STUDY QUESTIONS -
1. Decide whether each statement below agrees with the excerpt about the Muis letter: (a) the Singapore Bangladeshi Society sent the letter on behalf of Muis; (b) the letter was tweeted on Sunday morning; (c) Muis apologized for the phrasing of the notice. For each, answer yes or no and quote the deciding words of the excerpt.
2. In the excerpt about the Muis letter, where were the recipients asked to perform the Eid prayers?
3. Extend the excerpt about the Muis letter, starting from its last sentence.

EXCERPTED TEXT -
════════════════════
In a letter from the Singapore Bangladeshi Society, sent on behalf of Muis, and addressed to “Bangladeshi Migrant Muslim Brothers in Singapore”, the request to the recipients read as follows:
“We have been advised to convey a message from Muis, requesting you celebrate Eid-Al-Fitr safely and responsibly by performing the Eid prayers at your respective dormitories.
“This will help to avoid overcrowding and road blockages and ensure the health and safety of everyone.”
The letter was tweeted by @sharanvkaur on Sunday afternoon, and sparked a barrage of comments from netizens – most notably on Muis’ instagram page – who condemned the request.
this cannot be the new normal. https://t.co/uBGnBiZjgq
— __ (@sharanvkaur) April 12, 2022
In response to the comments on their Instagram thread, Muis apologised for the “phrasing of the notice” during the late afternoon, saying they did not intend to “discriminate against our Muslim migrant brothers”.
Some netizens reacted in shock and disgust at the letter, prompting concerns at the treatment of migrant workers here.
Twitter user Alif Sutrisno said: “Remember how we treated (the migrant workers) during the pandemic in the name of health and safety? We've let them down before. Please let's not do this again.
════════════════════
DATA EXCERPTS -
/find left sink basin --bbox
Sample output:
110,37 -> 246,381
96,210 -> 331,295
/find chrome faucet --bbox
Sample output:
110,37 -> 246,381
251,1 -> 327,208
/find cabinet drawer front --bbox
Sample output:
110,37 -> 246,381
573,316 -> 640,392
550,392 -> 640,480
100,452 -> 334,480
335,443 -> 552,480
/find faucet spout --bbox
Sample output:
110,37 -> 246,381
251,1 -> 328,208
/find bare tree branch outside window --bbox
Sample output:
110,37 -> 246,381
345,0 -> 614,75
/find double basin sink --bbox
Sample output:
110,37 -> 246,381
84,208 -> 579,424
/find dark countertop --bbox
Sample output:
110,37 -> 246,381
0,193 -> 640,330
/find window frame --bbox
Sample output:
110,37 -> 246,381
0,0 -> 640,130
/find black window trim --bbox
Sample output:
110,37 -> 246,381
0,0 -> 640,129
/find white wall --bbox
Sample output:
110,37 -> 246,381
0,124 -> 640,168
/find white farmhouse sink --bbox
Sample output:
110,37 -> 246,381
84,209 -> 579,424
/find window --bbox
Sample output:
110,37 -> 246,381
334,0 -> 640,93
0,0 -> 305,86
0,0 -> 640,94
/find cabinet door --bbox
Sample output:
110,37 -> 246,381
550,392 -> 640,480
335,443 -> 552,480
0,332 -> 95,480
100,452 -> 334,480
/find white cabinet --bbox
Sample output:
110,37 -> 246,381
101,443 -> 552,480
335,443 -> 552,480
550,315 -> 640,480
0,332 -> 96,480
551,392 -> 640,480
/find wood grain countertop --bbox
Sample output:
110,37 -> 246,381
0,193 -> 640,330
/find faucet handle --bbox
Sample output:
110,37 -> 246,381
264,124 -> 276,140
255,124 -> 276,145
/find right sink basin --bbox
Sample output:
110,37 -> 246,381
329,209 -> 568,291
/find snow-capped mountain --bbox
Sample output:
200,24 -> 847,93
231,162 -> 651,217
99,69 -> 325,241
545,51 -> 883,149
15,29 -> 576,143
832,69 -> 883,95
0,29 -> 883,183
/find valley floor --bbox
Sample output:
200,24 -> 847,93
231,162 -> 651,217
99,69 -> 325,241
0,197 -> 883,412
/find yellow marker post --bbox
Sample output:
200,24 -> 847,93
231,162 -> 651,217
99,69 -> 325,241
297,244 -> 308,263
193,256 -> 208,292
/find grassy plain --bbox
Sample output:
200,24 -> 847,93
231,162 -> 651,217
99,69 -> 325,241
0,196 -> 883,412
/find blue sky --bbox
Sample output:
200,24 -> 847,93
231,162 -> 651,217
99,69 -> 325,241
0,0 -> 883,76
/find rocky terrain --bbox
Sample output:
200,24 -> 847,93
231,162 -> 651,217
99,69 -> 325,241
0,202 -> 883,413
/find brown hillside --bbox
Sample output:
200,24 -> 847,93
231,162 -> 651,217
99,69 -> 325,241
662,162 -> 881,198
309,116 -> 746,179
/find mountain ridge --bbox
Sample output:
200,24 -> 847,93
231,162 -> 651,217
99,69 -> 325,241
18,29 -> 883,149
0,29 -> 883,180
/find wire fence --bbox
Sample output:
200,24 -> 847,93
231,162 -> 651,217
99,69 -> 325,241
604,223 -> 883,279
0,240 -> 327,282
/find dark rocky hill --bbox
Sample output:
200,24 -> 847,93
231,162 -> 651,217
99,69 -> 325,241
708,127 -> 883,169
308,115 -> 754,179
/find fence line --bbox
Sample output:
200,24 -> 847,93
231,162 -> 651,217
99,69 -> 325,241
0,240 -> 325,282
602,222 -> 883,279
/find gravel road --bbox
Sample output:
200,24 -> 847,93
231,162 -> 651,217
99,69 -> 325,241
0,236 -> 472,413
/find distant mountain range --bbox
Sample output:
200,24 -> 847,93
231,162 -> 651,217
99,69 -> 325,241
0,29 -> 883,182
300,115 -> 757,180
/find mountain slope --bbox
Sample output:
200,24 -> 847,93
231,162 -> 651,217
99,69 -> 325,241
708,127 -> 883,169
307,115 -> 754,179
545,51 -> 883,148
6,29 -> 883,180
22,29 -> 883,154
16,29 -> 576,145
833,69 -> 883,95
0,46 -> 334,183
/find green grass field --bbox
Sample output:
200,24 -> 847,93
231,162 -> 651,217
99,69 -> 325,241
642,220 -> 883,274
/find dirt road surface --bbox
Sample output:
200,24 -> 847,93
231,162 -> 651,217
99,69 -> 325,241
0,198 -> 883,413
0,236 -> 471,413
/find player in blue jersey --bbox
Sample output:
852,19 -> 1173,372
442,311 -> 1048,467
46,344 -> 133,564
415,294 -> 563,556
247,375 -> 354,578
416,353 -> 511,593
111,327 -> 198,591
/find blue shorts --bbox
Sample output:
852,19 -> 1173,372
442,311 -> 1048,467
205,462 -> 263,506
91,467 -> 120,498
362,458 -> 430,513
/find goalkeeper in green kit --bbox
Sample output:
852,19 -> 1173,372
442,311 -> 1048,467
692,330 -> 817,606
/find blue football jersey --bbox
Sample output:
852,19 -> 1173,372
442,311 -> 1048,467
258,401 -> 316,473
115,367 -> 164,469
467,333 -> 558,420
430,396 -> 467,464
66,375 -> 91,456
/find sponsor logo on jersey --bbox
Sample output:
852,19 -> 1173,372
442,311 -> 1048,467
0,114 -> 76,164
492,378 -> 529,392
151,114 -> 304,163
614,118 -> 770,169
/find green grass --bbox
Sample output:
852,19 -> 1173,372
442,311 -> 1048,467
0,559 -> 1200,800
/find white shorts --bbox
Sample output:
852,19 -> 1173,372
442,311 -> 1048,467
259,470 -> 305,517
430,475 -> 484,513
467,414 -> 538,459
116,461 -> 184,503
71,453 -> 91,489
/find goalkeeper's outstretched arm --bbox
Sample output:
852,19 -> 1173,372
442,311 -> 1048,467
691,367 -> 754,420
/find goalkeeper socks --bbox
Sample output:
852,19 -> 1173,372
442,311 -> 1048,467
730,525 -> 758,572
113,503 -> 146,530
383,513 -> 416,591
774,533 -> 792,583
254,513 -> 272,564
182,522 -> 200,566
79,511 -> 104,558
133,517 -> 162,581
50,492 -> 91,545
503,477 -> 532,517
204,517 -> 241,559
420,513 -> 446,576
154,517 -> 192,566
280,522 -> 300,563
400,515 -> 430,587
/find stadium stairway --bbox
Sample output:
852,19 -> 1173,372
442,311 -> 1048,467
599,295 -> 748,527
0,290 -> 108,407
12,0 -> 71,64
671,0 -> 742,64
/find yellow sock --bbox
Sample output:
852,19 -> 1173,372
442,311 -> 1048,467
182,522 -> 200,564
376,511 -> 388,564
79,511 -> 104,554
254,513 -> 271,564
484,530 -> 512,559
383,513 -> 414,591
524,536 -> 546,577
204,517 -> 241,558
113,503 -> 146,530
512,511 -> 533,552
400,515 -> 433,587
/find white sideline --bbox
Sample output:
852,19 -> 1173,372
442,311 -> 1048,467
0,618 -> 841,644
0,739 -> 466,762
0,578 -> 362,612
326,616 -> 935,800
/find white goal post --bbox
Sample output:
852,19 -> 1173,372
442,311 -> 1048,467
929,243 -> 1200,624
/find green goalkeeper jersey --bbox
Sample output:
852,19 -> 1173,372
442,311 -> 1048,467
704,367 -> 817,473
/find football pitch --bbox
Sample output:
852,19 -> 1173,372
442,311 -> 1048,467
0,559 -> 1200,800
════════════════════
ANSWERS TO THE EXERCISES -
1.
(a) Yes: "In a letter from the Singapore Bangladeshi Society, sent on behalf of Muis"
(b) No: "The letter was tweeted by @sharanvkaur on Sunday afternoon"
(c) Yes: "Muis apologised for the “phrasing of the notice” during the late afternoon"

2. At their respective dormitories.

3.
“Our migrant worker brothers deserve all our kindness and generosity. We have to be better, and we have to be kinder.”
Many Muslim commenters also underscored the point that “all Muslims should be welcomed to the mosque for prayer, especially during Eid.”
Speaking to TNP, Shazalina Salim, an entrepreneur, said that regardless of how the statement is phrased, the intention of segregating and keeping a group of ummah (Muslim community) out, for any reason, is wrong.
“Muis could have worked with dorms and picked a venue for the Muslim migrant workers to perform the Eid prayer together and have the session in Bengali – if its intention is to help the workers perform their Eid prayers in comfort – instead of just telling the workers to sort it out themselves.
“They're celebrating Eid away from their family, the last thing they need is to have the community they work in tell them they're not welcomed."